Required work: List every line in the rows below that contains the word "green", copying each line in full.

Input:
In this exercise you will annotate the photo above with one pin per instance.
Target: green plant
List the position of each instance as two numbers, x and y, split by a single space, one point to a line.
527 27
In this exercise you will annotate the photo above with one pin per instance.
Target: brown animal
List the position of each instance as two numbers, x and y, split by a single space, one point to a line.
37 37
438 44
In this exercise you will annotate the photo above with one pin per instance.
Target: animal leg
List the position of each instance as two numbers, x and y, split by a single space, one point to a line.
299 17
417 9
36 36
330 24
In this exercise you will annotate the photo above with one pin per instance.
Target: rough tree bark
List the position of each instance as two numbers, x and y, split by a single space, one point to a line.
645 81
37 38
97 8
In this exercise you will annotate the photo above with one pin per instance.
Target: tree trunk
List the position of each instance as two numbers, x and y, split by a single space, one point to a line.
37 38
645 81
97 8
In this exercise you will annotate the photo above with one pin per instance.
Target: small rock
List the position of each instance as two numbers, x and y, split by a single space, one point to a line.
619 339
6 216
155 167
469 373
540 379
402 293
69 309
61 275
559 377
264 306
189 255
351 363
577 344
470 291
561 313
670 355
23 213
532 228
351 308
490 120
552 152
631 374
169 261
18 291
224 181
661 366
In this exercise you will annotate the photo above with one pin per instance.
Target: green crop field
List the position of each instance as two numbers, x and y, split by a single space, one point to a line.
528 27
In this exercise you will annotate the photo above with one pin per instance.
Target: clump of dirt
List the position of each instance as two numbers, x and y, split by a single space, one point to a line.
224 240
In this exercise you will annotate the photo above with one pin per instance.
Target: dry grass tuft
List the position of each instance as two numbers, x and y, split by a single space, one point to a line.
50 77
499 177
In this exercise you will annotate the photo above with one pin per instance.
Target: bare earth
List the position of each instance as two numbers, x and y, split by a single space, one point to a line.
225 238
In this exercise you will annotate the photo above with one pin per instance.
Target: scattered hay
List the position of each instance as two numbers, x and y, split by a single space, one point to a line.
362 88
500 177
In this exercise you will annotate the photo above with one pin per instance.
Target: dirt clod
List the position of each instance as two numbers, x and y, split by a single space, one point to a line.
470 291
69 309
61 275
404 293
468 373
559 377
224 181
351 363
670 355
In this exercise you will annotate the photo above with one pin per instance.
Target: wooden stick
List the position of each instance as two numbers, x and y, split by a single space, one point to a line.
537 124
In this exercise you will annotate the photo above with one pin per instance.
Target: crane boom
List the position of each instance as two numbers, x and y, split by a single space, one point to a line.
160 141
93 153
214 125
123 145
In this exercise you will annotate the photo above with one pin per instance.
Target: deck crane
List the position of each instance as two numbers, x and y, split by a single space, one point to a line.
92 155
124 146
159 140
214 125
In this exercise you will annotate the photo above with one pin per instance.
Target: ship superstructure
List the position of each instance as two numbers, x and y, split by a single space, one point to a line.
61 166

Task solution:
Target: green plant
Target: green crop field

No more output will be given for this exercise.